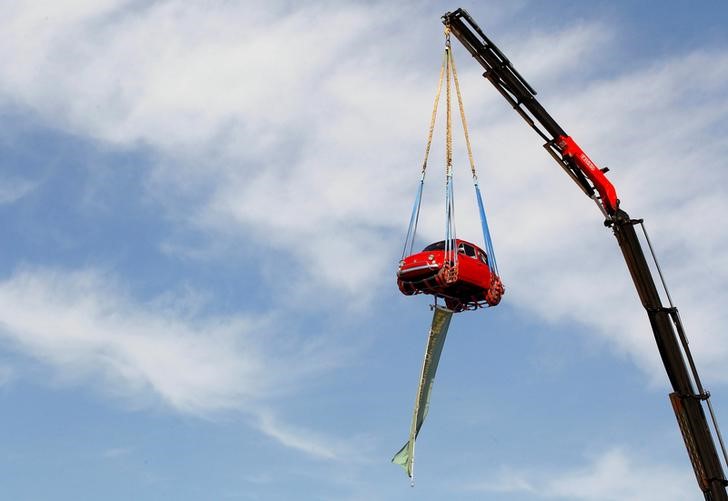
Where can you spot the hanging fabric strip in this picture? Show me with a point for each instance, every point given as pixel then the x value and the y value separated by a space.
pixel 435 342
pixel 481 206
pixel 409 241
pixel 486 232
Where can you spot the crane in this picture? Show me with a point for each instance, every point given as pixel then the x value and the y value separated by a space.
pixel 689 398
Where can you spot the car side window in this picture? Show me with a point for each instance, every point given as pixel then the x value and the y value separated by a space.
pixel 483 257
pixel 466 249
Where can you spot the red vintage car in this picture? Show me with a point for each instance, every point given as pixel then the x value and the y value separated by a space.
pixel 466 283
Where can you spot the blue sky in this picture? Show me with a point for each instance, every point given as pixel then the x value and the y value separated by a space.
pixel 203 207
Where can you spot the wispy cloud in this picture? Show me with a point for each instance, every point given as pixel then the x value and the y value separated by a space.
pixel 86 328
pixel 298 148
pixel 13 189
pixel 614 475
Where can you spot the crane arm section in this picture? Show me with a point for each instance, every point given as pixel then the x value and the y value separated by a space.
pixel 688 394
pixel 514 88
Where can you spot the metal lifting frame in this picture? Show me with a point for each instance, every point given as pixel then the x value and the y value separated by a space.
pixel 666 325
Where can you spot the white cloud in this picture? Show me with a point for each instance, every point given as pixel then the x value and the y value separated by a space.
pixel 85 328
pixel 615 475
pixel 13 189
pixel 7 374
pixel 308 140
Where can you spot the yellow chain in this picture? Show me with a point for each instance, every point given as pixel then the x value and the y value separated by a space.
pixel 434 113
pixel 448 122
pixel 462 116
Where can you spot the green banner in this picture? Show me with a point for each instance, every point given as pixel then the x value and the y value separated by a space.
pixel 435 341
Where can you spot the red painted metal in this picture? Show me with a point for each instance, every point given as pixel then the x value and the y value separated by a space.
pixel 606 190
pixel 467 284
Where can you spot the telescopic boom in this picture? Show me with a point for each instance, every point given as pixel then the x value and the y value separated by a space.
pixel 688 393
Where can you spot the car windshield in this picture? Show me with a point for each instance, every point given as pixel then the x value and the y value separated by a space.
pixel 466 249
pixel 435 246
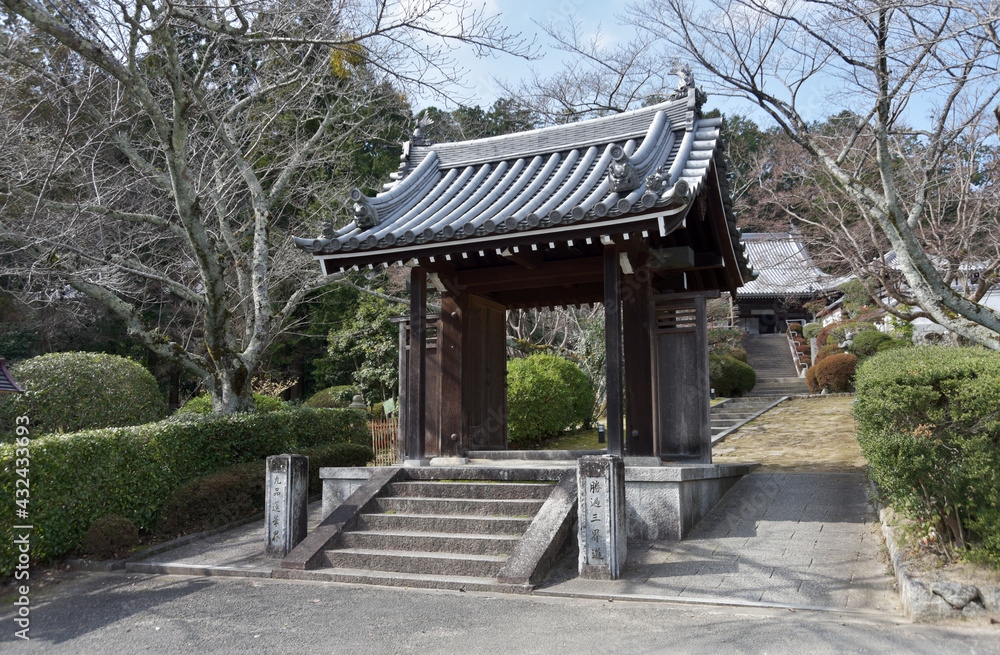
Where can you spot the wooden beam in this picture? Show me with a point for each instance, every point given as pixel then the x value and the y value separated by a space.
pixel 484 280
pixel 529 260
pixel 417 378
pixel 524 298
pixel 450 349
pixel 672 259
pixel 637 328
pixel 613 347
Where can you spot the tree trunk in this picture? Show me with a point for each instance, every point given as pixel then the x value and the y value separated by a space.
pixel 231 390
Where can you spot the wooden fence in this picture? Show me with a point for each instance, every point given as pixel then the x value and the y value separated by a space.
pixel 385 441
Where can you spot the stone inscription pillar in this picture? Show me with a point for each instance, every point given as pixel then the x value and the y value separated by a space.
pixel 602 538
pixel 287 496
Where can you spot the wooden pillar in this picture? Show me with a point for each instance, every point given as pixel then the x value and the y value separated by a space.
pixel 637 326
pixel 404 382
pixel 450 396
pixel 684 417
pixel 417 369
pixel 613 348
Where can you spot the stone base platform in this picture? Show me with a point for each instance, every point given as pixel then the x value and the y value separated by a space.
pixel 662 503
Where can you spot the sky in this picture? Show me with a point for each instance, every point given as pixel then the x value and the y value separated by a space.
pixel 524 16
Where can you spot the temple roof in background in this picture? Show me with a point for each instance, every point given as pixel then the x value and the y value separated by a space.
pixel 783 267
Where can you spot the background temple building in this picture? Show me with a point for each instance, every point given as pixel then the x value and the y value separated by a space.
pixel 787 279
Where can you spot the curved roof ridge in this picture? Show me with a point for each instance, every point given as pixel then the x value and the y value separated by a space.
pixel 553 138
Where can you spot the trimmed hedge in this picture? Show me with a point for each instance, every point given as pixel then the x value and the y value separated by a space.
pixel 729 376
pixel 810 330
pixel 866 344
pixel 332 397
pixel 238 492
pixel 67 392
pixel 929 424
pixel 834 373
pixel 130 471
pixel 738 353
pixel 202 405
pixel 545 395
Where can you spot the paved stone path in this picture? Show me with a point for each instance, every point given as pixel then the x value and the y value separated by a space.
pixel 795 539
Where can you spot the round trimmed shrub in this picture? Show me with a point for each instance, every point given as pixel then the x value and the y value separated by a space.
pixel 202 405
pixel 929 425
pixel 729 376
pixel 545 395
pixel 67 392
pixel 866 343
pixel 836 372
pixel 737 353
pixel 810 330
pixel 332 397
pixel 110 536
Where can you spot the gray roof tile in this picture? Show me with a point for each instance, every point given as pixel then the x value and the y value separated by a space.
pixel 783 267
pixel 533 180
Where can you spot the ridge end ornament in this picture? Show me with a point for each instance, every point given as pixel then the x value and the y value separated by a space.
pixel 621 173
pixel 365 215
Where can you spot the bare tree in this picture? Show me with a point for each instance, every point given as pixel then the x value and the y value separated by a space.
pixel 877 58
pixel 158 153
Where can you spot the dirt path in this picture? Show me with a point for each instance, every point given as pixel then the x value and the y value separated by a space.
pixel 801 435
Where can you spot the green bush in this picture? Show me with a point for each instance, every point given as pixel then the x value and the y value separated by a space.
pixel 835 373
pixel 130 471
pixel 545 395
pixel 214 500
pixel 810 330
pixel 928 422
pixel 856 328
pixel 110 536
pixel 238 492
pixel 332 397
pixel 202 405
pixel 737 353
pixel 826 351
pixel 729 376
pixel 66 392
pixel 811 380
pixel 867 343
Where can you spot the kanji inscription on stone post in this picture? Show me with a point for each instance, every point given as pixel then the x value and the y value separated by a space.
pixel 602 541
pixel 287 495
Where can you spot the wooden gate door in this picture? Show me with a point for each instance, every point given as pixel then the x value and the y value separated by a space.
pixel 484 380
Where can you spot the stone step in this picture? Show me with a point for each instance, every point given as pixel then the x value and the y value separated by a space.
pixel 496 490
pixel 402 561
pixel 502 525
pixel 454 506
pixel 470 544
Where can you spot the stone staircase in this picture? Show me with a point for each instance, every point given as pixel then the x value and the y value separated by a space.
pixel 770 357
pixel 734 412
pixel 447 534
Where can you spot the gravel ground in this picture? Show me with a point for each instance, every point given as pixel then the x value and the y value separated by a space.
pixel 801 435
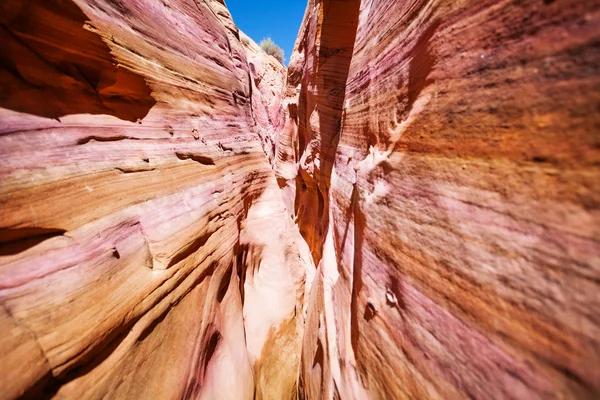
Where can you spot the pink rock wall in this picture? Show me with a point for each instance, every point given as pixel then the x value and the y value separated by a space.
pixel 441 160
pixel 413 213
pixel 145 250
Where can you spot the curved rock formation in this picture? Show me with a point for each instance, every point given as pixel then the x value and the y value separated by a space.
pixel 410 210
pixel 441 159
pixel 146 251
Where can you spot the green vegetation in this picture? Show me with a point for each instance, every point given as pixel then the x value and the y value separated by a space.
pixel 271 48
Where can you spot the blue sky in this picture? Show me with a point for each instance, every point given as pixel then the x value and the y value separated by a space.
pixel 279 19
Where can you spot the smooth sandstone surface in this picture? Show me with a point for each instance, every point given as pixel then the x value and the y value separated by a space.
pixel 146 251
pixel 442 161
pixel 409 210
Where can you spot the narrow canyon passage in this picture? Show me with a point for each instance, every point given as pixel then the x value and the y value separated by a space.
pixel 408 210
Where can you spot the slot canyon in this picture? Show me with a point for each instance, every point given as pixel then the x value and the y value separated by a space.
pixel 409 210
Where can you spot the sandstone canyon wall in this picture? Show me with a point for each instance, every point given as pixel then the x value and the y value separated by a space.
pixel 146 251
pixel 410 210
pixel 441 159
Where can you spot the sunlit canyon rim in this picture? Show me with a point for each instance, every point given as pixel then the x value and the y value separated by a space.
pixel 409 210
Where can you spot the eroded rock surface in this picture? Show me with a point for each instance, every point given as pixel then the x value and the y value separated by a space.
pixel 146 252
pixel 410 210
pixel 441 159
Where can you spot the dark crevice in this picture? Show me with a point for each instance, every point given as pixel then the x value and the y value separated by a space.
pixel 190 249
pixel 204 160
pixel 15 241
pixel 88 139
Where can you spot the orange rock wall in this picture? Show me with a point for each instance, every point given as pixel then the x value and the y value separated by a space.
pixel 441 159
pixel 146 251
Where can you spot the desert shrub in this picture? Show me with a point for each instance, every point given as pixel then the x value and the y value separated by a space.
pixel 269 47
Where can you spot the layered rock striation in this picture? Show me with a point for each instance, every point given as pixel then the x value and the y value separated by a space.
pixel 146 251
pixel 410 210
pixel 441 159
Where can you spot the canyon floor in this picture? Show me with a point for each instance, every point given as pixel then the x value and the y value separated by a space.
pixel 409 210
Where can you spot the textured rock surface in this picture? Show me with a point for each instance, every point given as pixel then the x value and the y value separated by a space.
pixel 146 251
pixel 268 77
pixel 165 199
pixel 441 159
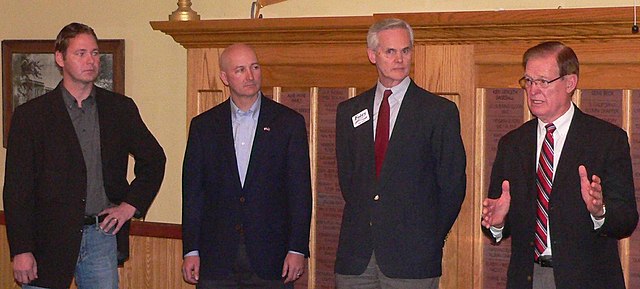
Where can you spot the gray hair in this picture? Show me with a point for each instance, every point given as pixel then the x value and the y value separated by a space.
pixel 386 24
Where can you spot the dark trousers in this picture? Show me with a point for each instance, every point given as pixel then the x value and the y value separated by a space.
pixel 243 277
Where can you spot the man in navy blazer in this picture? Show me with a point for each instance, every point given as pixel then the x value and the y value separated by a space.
pixel 591 204
pixel 67 199
pixel 399 211
pixel 246 186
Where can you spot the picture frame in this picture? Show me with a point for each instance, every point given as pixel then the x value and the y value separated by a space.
pixel 29 70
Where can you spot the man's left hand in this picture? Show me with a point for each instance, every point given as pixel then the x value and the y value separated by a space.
pixel 116 217
pixel 293 267
pixel 591 192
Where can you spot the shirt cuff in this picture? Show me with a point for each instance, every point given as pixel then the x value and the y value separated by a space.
pixel 497 233
pixel 295 252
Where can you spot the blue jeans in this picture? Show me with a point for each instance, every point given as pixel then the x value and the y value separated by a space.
pixel 97 265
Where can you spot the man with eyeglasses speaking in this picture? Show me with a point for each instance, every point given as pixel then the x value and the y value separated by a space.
pixel 561 185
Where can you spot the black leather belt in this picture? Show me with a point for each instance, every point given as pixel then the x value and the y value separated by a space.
pixel 93 220
pixel 545 261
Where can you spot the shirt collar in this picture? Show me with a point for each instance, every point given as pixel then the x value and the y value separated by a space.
pixel 71 102
pixel 397 92
pixel 254 110
pixel 562 123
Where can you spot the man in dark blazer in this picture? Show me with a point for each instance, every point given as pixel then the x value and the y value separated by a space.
pixel 591 204
pixel 399 206
pixel 66 191
pixel 246 186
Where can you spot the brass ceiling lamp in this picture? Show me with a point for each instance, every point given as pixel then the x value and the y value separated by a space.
pixel 259 4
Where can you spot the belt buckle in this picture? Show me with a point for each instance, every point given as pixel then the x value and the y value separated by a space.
pixel 545 261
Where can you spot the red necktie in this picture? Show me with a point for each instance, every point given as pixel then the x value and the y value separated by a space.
pixel 544 182
pixel 382 131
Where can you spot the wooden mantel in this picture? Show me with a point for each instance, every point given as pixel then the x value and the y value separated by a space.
pixel 432 28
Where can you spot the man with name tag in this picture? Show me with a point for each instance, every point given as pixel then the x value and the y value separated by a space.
pixel 67 199
pixel 561 185
pixel 401 167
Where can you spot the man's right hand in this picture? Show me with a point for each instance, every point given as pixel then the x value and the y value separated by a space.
pixel 494 211
pixel 191 269
pixel 25 268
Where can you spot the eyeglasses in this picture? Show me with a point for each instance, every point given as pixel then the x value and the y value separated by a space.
pixel 392 53
pixel 542 83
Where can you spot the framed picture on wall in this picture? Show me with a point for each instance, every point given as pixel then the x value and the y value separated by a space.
pixel 29 70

WHAT THE EXERCISE ASKS →
Beginning at the line with "Where can you spot the eyeglasses", write out each line exactly as it stands until the listing ends, and add nothing.

WRITTEN ANSWER →
Where can you spot the eyeglasses in this picture? Show me with a point for each instance, every point given as pixel then the x value and the y value separated by a space.
pixel 392 53
pixel 542 83
Where can you spot the framed picture on wall in this picture? Show me with a point for each instance, every point given as pixel then the x value and the y value separated by a space.
pixel 29 70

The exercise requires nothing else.